## Request A
In the meal text below, turn the paragraph that begins "The next images are of the egg" into a bulleted list that keeps its main facts.

** START Extracted text **

Yes, the meal began with a few oysters.
- eight oysters from the south shore of eastern Long Island, from American Seafood Company, described by the fish monger, when I asked for a name, as close to Blue Points, served on the half shell with nothing else but bread
- slices of a crusty mini baguette from Bread Alone
The images I took of the main course didn’t make the cut, so I’m only uploading some ‘before’ pictures of the sea bass, the garnish, and the vegetables, beginning with the sea bass as I found it in their bucket at the Union Square Greenmarket that afternoon, and then the two chosen ones resting on a platter before they were prepared for cooking.
The next images are of the egg used to coat the fillets, after it was whipped with some chopped parsley; the pea greens ,as they appeared in the market, that garnished the bass once it was on the plates; the halved potatoes, before they went into the oven; and the beautiful tender collards that accompanied the other ingredients.

** END Extracted text **
** START Material supplied **

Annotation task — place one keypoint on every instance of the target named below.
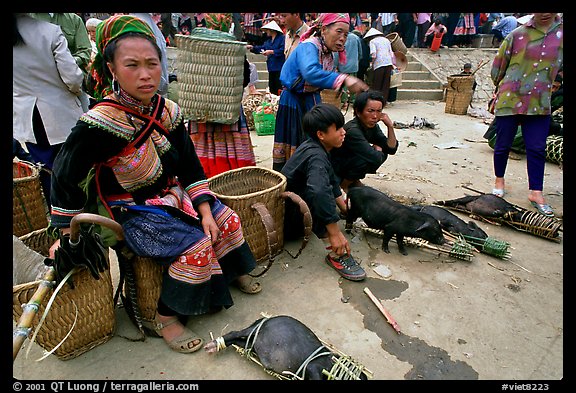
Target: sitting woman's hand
(355, 85)
(210, 228)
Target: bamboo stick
(389, 318)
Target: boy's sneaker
(347, 267)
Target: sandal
(182, 342)
(543, 208)
(248, 285)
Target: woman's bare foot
(536, 196)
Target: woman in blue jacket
(273, 49)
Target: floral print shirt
(525, 67)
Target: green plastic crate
(265, 123)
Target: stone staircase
(418, 82)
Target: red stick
(389, 318)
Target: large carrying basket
(330, 96)
(91, 299)
(397, 43)
(459, 94)
(210, 75)
(257, 195)
(29, 208)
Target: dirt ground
(486, 318)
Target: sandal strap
(158, 325)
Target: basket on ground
(90, 304)
(397, 43)
(210, 75)
(459, 94)
(246, 189)
(29, 208)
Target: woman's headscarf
(327, 19)
(106, 32)
(221, 22)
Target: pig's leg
(387, 236)
(238, 337)
(400, 241)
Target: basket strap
(307, 219)
(272, 235)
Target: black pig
(379, 211)
(485, 205)
(282, 343)
(452, 223)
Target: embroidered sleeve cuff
(199, 189)
(61, 218)
(339, 80)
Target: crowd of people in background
(90, 97)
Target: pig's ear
(472, 225)
(425, 225)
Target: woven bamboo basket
(397, 43)
(242, 189)
(249, 104)
(459, 94)
(29, 207)
(148, 277)
(330, 96)
(555, 149)
(92, 298)
(210, 75)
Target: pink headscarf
(326, 19)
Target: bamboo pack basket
(210, 75)
(330, 96)
(95, 322)
(148, 276)
(29, 207)
(244, 190)
(459, 94)
(397, 43)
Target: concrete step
(417, 75)
(414, 66)
(419, 84)
(420, 94)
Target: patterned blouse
(162, 170)
(525, 67)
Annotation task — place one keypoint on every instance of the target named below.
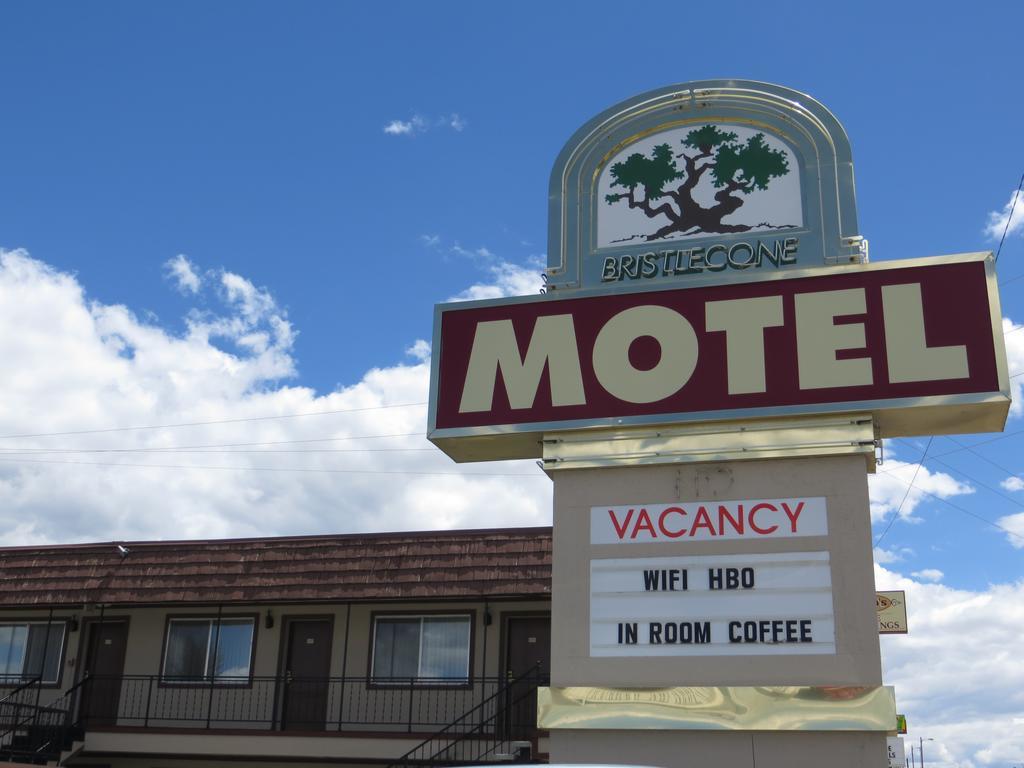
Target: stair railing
(44, 728)
(456, 737)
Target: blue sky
(322, 174)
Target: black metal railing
(502, 727)
(34, 731)
(286, 702)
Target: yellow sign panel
(891, 607)
(720, 708)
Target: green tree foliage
(736, 168)
(652, 174)
(754, 163)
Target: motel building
(391, 649)
(706, 380)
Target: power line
(967, 512)
(970, 478)
(908, 488)
(1013, 206)
(273, 469)
(208, 423)
(203, 446)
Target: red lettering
(757, 508)
(643, 521)
(723, 515)
(793, 514)
(702, 520)
(660, 522)
(621, 529)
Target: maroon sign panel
(872, 337)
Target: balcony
(380, 719)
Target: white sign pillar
(666, 596)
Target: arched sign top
(701, 181)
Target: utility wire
(970, 478)
(202, 446)
(208, 423)
(966, 512)
(274, 469)
(1010, 218)
(909, 487)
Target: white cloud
(957, 673)
(230, 365)
(420, 349)
(421, 124)
(997, 219)
(1014, 524)
(891, 483)
(1015, 359)
(887, 556)
(929, 574)
(182, 271)
(505, 278)
(1013, 483)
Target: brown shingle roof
(510, 562)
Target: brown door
(104, 665)
(527, 651)
(307, 666)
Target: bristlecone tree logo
(714, 179)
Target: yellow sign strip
(720, 708)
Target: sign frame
(828, 233)
(975, 412)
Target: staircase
(36, 733)
(493, 731)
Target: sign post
(706, 380)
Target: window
(204, 649)
(31, 649)
(423, 648)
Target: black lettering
(694, 260)
(671, 633)
(630, 266)
(715, 579)
(790, 250)
(805, 631)
(654, 633)
(750, 632)
(736, 264)
(713, 266)
(702, 633)
(667, 256)
(650, 581)
(628, 633)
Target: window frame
(164, 681)
(433, 683)
(12, 682)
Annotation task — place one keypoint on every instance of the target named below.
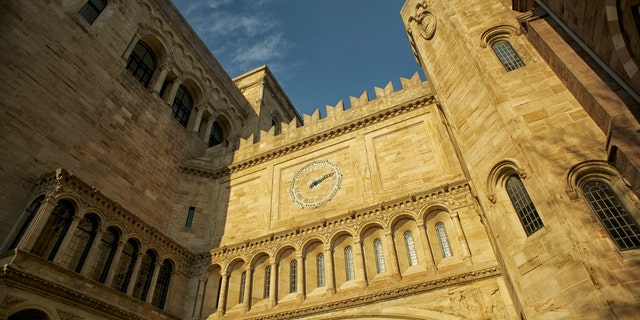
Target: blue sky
(320, 51)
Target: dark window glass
(613, 215)
(82, 241)
(182, 105)
(106, 251)
(54, 231)
(143, 282)
(527, 212)
(92, 9)
(507, 55)
(216, 137)
(162, 285)
(31, 211)
(142, 63)
(125, 269)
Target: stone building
(141, 182)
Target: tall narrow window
(292, 276)
(243, 281)
(142, 63)
(143, 283)
(348, 262)
(216, 137)
(81, 242)
(377, 247)
(320, 269)
(411, 248)
(507, 55)
(125, 269)
(31, 213)
(192, 211)
(444, 240)
(54, 231)
(106, 251)
(162, 285)
(267, 282)
(182, 105)
(525, 209)
(92, 9)
(613, 215)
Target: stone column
(393, 257)
(223, 295)
(135, 273)
(247, 289)
(361, 277)
(424, 240)
(37, 225)
(91, 256)
(114, 264)
(328, 271)
(462, 240)
(64, 245)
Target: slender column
(424, 240)
(247, 289)
(135, 273)
(361, 278)
(299, 277)
(466, 252)
(328, 271)
(114, 264)
(393, 257)
(273, 285)
(91, 256)
(223, 295)
(64, 245)
(37, 225)
(170, 95)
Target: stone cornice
(325, 135)
(386, 295)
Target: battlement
(336, 116)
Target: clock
(315, 184)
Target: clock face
(316, 183)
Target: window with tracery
(411, 249)
(377, 248)
(527, 213)
(444, 240)
(613, 215)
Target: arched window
(320, 269)
(411, 248)
(143, 282)
(142, 63)
(217, 136)
(507, 55)
(377, 247)
(182, 105)
(31, 213)
(162, 285)
(243, 281)
(444, 240)
(54, 231)
(29, 314)
(525, 209)
(82, 241)
(92, 9)
(125, 269)
(348, 261)
(106, 251)
(292, 276)
(267, 282)
(613, 215)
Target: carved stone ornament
(426, 20)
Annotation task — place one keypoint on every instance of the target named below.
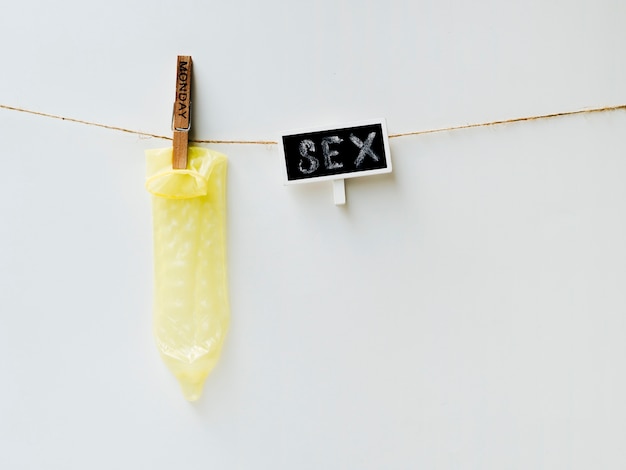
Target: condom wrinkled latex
(191, 310)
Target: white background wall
(465, 312)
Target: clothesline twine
(272, 142)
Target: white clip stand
(339, 192)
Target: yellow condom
(191, 312)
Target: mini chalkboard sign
(336, 153)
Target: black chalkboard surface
(335, 153)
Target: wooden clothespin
(181, 116)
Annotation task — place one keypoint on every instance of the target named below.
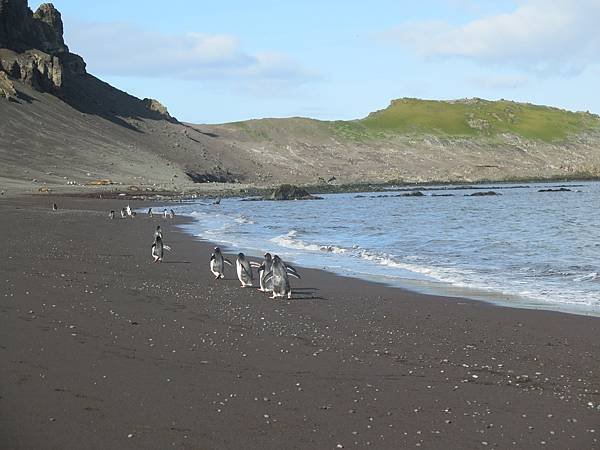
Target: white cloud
(500, 82)
(558, 36)
(122, 49)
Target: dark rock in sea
(290, 192)
(555, 190)
(225, 177)
(483, 194)
(7, 88)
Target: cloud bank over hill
(548, 38)
(123, 49)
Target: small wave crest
(290, 240)
(589, 277)
(244, 220)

** END Material supplied **

## Request B
In the entries above, find each line that contains the string "building" and copy it out.

## Correct response A
The next images show:
- the egg used to coat the fillets, whipped with chopped parsley
- the pea greens as they appeared in the market, later used to garnish the plated bass
- the halved potatoes, before they went into the oven
- the tender collards served with the other ingredients

## Correct response B
Target: motel building
Target: stone building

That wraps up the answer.